◆ READING PASSAGE

Nina Brekelmans tragically passed away in a house fire in Washington, D.C. on June 3, 2015.

Here is a checklist of actions D.C. residents can take to make sure your dwelling is up to code on fire safety--



  • Roughly 85% of all U.S. fire deaths occur in the home.

  • If you have a fire in your home, the risk of dying is cut by about one-third when smoke alarms are present (or about half if the smoke alarms are working).

  • Automatic fire sprinkler systems cut the risk of dying by about 80%, according to Fire Sprinkler Initiative.

  • Since 2000, 85% of college-related fire fatalities have happened in off-campus housing, where most students live, says Campus Firewatch.



  • Check your smoke detectors.

    • Have at least one smoke detector in your bedroom and another outside your bedroom, for example, in the hallway or stairwell.

      • D.C. law requires alarms inside each bedroom and outside bedrooms.  In newer construction, alarms must be hard-wired and interconnected.

      • Make sure you have both smoke detectors and carbon monoxide detectors! Deadly levels of carbon monoxide are undetectable to humans, and are often the result of faulty fuel-burning appliances such as furnaces or generators. This site explains the differences between fire alarm types.

    • By law, all your fire alarm systems must be working. Test them.  

    • If your landlord fails to meet these standards and respond in a timely manner, D.C. law states you can deduct the cost of installing and maintaining them yourself (that includes buying batteries!) and you will not face penalties. Also, the D.C. Fire and EMS Department will install smoke detectors for FREE if you request one here.


  • Check your exits (that includes windows!)

    • D.C. law requires that your bedroom has an openable window.

◆ THINGS TO DO
(a) Answer these from the D.C. fire safety checklist:
(i) By about how much do automatic fire sprinkler systems cut the risk of dying?
(ii) Where does D.C. law require smoke alarms to be placed?
(iii) What does D.C. law require a bedroom to have?
(b) Extend the D.C. fire safety checklist past its final line, in the same format.

◆ RAW DATA
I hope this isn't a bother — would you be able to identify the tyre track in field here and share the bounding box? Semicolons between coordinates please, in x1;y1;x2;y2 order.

◆ EXPECTED RESPONSES
(a)
(i) By about 80%.
(ii) Inside each bedroom and outside bedrooms.
(iii) An openable window.

(b)
      • If you are considering renting an “English basement,” some of the rooms in those basements can be fire hazards and should not be rented as bedrooms.  Be sure your landlord has a basic business license (more on that below.)

    • If any of the windows in your dwelling have bars, grills, or grates over them, they must be removable from inside without a key, tool, or force no greater than what you would need to break the window.

    • Similarly, your exit door should not require any "keys, special knowledge or effort" to unlock from inside.

    • If your window in your bedroom is on an upper floor, you should have a ladder or other means of safely escaping through the window in the event of an emergency.


  • Check if your landlord has a business license.

    • D.C. law requires property owners to obtain a basic business license in order to legally rent their property. To ensure your landlord is legal, enter your address into the D.C. Property Information Verification System and click on “BBL” to see if that requirement has been met.

      • If your dwelling does have the proper basic business license, the landlord must submit to a housing inspection that ensures the property meets fire safety standards, among others.

        • City officials say the house where Nina Brekelmans rented was not licensed to rent rooms or apartments. A license requires a certificate of inspection, which would have checked for hard-wired smoke detectors near sleeping areas and that all sleeping rooms have adequate escape routes.

    • If you find out your current landlord does not have the proper license, ask your landlord to get the license or contact the D.C. Department of Consumer and Regulatory Affairs about the noncompliance at or (202) 442-4400. You can also follow this checklist to report this and other suspected housing violations at or (202) 442-9557. Check if the landlord has the proper license before you rent!

      • For more information on what the District requires of landlords, check Housing Code standards and a site DCRA created on renting basement apartments. You can also appear in person at the District’s Department of Consumer and Regulatory Affairs’ Business License Center to see a full copy of the fire safety regulations and ask questions. Its address is 1100 4th Street, SW, 2nd Floor, Washington, DC 20024.


For more on fire safety education in the District, go to the Fire and EMS Department website here.

In the wake of Nina’s death, Andrea Swalec of NBC News Channel 4 Washington wrote a great article about fire safety, sourcing guidance from the D.C. Department of Consumer and Regulatory Affairs (DCRA), the agency that inspects District homes. We sourced much of the information in the checklist from this article.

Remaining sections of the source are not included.